• **Task description**: Copy out the lines of the entries below without any change, from the line that contains "Query: waterfall" to the line that contains "80L58 79L48 75L47", with both of those lines included.

• **Records for the exercise**:
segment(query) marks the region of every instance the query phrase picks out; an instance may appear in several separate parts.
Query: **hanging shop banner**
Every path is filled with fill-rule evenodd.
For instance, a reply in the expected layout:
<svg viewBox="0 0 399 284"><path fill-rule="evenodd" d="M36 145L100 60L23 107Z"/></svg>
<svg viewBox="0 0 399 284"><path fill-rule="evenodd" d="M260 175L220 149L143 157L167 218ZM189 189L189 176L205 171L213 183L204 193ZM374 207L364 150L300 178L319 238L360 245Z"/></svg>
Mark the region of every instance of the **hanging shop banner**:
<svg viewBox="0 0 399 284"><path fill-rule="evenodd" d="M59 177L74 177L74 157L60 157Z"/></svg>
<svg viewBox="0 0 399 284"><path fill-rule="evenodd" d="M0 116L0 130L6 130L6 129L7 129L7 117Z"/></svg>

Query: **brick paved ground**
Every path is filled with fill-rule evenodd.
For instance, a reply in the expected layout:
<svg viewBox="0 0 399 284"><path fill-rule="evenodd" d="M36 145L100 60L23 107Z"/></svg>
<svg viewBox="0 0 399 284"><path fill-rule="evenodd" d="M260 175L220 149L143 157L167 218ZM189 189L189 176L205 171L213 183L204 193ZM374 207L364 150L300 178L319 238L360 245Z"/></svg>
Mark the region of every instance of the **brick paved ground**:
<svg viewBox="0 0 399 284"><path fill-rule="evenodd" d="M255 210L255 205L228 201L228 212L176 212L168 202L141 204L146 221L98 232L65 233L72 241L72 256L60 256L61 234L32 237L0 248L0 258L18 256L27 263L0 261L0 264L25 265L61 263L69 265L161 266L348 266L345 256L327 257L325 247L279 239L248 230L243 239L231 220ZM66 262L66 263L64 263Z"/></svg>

--

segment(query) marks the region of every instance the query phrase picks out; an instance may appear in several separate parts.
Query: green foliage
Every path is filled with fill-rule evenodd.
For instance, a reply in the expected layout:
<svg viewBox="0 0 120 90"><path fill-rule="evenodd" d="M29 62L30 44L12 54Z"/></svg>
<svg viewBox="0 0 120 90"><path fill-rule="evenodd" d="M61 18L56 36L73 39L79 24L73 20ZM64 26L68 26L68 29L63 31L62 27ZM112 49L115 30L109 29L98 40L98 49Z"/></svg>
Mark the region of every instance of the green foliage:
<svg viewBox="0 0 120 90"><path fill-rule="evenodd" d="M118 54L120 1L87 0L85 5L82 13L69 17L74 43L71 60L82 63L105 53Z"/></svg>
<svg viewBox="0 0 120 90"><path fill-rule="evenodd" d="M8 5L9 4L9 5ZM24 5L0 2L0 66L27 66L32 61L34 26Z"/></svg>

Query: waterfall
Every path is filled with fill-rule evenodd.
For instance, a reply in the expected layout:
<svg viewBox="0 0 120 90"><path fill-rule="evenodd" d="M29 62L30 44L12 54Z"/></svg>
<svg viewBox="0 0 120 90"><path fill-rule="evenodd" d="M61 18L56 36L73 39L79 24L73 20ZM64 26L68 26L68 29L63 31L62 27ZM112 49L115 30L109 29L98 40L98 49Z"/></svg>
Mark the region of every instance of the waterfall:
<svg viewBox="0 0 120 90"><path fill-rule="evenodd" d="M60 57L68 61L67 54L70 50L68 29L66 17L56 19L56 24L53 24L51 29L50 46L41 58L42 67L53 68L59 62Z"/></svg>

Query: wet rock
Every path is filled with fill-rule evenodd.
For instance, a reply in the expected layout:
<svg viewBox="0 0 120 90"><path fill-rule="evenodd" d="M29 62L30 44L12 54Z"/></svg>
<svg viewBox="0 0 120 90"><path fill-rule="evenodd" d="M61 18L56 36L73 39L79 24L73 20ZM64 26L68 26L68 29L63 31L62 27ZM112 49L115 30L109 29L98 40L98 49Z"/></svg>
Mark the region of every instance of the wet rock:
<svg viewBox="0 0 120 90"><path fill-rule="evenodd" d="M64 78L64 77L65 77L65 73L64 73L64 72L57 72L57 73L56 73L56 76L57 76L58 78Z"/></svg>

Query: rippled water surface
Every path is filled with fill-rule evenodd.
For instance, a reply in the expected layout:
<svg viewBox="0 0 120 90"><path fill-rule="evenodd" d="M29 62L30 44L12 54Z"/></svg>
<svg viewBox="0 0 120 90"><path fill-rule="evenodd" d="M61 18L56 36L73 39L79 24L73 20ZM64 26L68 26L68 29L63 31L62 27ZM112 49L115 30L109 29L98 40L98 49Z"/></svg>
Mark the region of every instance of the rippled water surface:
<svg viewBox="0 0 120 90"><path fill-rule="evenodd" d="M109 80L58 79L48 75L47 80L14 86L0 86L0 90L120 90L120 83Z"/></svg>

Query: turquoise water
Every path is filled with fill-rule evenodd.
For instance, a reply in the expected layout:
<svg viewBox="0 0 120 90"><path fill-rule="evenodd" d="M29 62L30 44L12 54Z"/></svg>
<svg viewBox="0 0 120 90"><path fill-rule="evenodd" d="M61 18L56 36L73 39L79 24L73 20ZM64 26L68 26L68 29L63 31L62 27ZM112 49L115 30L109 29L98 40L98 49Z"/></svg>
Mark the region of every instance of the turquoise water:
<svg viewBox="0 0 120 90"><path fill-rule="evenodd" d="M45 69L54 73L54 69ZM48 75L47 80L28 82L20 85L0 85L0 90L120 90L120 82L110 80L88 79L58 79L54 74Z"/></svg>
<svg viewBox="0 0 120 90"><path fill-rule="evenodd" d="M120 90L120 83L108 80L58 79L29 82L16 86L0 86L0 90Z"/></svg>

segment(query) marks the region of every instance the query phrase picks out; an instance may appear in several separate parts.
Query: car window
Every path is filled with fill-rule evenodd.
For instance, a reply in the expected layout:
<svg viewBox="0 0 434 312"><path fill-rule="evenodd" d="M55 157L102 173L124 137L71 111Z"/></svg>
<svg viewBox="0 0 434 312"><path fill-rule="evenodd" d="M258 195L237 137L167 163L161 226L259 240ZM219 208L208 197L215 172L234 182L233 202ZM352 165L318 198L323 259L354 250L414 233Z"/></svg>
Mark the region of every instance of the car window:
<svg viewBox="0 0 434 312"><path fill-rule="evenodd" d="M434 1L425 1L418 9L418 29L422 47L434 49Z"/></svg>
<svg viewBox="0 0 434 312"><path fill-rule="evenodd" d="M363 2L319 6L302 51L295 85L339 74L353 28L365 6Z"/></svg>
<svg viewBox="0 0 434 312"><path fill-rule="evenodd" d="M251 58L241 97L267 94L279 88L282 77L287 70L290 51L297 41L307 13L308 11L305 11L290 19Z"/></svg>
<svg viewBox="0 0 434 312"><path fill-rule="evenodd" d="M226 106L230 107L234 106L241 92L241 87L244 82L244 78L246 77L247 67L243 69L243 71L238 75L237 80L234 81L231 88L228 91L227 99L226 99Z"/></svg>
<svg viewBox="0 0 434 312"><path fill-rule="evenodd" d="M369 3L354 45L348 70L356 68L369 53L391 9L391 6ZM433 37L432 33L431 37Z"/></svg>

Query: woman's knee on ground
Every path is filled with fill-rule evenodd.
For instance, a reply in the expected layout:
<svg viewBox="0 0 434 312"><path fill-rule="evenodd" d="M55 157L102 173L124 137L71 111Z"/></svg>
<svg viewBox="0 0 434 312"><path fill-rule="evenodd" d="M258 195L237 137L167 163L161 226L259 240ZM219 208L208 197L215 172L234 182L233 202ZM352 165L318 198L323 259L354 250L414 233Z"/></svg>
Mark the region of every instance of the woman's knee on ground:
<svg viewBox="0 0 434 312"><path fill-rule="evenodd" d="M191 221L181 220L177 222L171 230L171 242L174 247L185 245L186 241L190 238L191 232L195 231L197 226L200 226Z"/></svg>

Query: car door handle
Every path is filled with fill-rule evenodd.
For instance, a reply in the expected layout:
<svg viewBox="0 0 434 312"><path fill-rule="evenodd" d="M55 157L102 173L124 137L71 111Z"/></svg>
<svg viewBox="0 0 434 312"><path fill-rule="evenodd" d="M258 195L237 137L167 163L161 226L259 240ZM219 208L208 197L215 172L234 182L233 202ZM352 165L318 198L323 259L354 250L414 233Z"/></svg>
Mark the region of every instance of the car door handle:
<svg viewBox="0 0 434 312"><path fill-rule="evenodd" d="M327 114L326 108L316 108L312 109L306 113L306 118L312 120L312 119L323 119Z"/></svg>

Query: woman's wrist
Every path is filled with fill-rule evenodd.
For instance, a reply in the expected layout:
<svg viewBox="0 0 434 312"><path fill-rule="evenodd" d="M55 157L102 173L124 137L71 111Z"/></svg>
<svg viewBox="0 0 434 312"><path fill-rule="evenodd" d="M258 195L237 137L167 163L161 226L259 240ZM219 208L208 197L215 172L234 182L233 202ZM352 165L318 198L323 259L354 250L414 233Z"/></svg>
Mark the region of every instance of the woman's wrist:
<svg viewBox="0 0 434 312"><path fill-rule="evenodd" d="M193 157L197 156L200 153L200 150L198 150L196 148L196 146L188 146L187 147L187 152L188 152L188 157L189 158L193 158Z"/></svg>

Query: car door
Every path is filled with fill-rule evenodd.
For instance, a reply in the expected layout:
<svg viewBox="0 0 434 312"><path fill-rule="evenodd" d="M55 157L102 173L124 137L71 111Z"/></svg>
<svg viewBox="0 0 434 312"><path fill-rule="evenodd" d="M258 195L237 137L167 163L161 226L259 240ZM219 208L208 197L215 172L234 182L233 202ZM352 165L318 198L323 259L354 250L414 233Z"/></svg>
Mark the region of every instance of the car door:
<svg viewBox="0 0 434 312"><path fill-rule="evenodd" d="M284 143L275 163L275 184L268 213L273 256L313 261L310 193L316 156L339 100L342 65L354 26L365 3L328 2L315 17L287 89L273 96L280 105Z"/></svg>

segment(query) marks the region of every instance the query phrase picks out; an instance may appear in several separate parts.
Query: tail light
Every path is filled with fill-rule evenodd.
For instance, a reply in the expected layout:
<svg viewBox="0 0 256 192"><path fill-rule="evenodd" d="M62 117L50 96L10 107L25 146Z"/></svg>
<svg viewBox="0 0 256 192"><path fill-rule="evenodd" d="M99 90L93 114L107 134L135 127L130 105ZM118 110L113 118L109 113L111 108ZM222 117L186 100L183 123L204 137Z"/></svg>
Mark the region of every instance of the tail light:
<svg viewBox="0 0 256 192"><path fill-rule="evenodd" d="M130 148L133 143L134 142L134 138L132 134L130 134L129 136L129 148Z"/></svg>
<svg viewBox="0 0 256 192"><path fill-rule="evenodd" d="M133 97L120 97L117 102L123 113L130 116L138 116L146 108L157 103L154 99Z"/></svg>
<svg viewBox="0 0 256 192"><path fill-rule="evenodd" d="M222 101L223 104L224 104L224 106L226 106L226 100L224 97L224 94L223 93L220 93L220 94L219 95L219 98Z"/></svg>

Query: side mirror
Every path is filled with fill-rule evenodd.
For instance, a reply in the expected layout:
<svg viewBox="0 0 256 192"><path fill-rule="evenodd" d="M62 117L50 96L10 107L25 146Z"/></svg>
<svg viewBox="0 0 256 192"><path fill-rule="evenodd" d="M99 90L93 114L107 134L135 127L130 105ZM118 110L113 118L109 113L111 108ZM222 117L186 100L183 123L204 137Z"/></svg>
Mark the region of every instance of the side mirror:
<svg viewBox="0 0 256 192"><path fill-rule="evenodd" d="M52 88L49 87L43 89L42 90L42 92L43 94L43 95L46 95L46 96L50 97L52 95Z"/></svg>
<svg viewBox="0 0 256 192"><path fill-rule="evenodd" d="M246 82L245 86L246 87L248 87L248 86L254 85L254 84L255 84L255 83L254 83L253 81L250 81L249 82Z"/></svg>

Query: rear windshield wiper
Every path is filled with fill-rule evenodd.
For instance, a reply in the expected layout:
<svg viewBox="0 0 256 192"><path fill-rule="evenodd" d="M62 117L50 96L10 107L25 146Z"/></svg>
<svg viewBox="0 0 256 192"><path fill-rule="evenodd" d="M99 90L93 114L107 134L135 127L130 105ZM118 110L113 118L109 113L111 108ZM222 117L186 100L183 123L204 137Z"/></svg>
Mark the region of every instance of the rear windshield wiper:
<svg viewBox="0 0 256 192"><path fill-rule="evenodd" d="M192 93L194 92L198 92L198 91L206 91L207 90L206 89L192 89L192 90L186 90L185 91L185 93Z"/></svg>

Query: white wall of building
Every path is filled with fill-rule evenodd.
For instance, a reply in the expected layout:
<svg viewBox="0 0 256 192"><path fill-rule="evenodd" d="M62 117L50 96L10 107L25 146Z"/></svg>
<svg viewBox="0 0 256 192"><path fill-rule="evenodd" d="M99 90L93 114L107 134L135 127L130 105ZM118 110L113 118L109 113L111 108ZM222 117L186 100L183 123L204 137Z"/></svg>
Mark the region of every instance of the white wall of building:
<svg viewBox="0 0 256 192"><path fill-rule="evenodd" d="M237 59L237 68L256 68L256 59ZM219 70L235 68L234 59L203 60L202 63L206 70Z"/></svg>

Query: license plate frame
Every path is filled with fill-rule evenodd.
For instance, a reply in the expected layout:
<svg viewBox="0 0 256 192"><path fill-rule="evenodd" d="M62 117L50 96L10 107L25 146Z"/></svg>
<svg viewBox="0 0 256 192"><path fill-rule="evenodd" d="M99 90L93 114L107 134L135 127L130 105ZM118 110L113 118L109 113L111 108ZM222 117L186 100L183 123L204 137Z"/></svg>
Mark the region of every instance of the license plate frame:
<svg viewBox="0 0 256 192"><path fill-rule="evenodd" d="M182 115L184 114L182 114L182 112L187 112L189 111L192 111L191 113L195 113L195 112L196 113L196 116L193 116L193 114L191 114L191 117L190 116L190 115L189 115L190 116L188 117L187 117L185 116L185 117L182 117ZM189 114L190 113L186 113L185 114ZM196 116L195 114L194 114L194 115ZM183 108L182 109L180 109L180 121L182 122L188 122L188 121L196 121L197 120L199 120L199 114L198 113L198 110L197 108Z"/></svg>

* * *

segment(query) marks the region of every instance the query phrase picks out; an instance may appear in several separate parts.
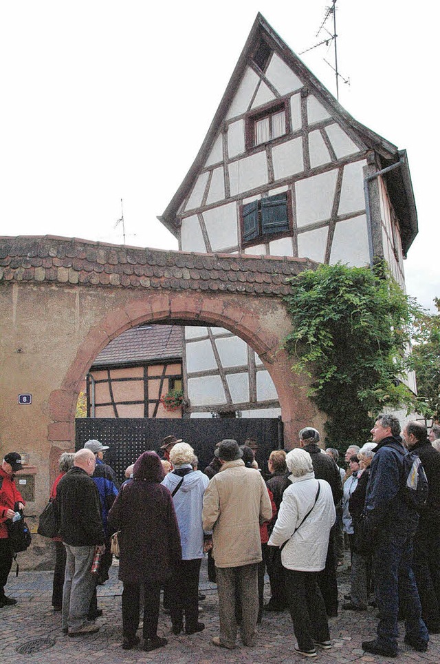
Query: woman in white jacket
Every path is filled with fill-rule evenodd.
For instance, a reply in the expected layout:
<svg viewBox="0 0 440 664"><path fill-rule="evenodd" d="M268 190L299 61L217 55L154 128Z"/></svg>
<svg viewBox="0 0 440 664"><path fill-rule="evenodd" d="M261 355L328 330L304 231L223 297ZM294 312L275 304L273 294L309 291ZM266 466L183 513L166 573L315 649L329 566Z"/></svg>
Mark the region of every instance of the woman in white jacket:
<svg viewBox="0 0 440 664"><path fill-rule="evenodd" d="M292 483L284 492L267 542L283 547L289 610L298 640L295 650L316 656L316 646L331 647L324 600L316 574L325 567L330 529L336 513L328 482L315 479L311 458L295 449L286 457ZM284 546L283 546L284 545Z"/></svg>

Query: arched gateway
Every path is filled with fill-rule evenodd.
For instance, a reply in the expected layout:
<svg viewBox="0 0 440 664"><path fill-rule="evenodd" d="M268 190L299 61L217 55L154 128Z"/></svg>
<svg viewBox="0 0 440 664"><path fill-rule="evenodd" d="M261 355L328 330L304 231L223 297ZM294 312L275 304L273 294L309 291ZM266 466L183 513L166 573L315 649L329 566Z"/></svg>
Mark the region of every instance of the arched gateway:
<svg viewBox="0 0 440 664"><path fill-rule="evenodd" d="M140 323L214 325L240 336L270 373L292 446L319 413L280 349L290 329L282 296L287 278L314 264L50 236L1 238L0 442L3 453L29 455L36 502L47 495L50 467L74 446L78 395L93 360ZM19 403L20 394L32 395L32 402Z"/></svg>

• **Task answer**:
Query: waterfall
Every path is filled with fill-rule evenodd.
For instance, a reply in the expected layout:
<svg viewBox="0 0 120 90"><path fill-rule="evenodd" d="M29 62L30 44L12 54Z"/></svg>
<svg viewBox="0 0 120 90"><path fill-rule="evenodd" d="M61 18L56 36L73 39L79 24L73 20ZM64 26L68 26L68 29L63 31L62 27ZM112 49L115 30L109 29L98 40L98 49Z"/></svg>
Mark the region of every instance of the waterfall:
<svg viewBox="0 0 120 90"><path fill-rule="evenodd" d="M60 57L68 61L67 54L70 50L68 29L66 17L56 19L56 24L53 24L51 29L50 46L41 58L42 67L53 68L59 62Z"/></svg>

Query: wet rock
Every path is filled with fill-rule evenodd.
For instance, a reply in the expected layout:
<svg viewBox="0 0 120 90"><path fill-rule="evenodd" d="M29 62L30 44L12 54Z"/></svg>
<svg viewBox="0 0 120 90"><path fill-rule="evenodd" d="M61 18L56 36L73 39L79 24L73 20ZM64 26L68 26L68 29L63 31L62 27ZM112 49L115 30L109 29L98 40L98 49Z"/></svg>
Mark the region of every instance of the wet rock:
<svg viewBox="0 0 120 90"><path fill-rule="evenodd" d="M64 78L64 77L65 77L65 73L64 73L64 72L57 72L57 73L56 73L56 76L57 76L58 78Z"/></svg>

Query: rippled water surface
Every path is filled with fill-rule evenodd.
For instance, a reply in the expected layout:
<svg viewBox="0 0 120 90"><path fill-rule="evenodd" d="M29 62L30 44L12 54Z"/></svg>
<svg viewBox="0 0 120 90"><path fill-rule="evenodd" d="M61 18L56 36L73 39L79 24L73 20ZM64 26L68 26L68 29L63 31L62 27ZM112 49L115 30L109 29L98 40L98 49Z"/></svg>
Mark the region of every instance of the rippled water surface:
<svg viewBox="0 0 120 90"><path fill-rule="evenodd" d="M109 80L58 79L48 75L47 80L14 86L0 86L0 90L120 90L120 83Z"/></svg>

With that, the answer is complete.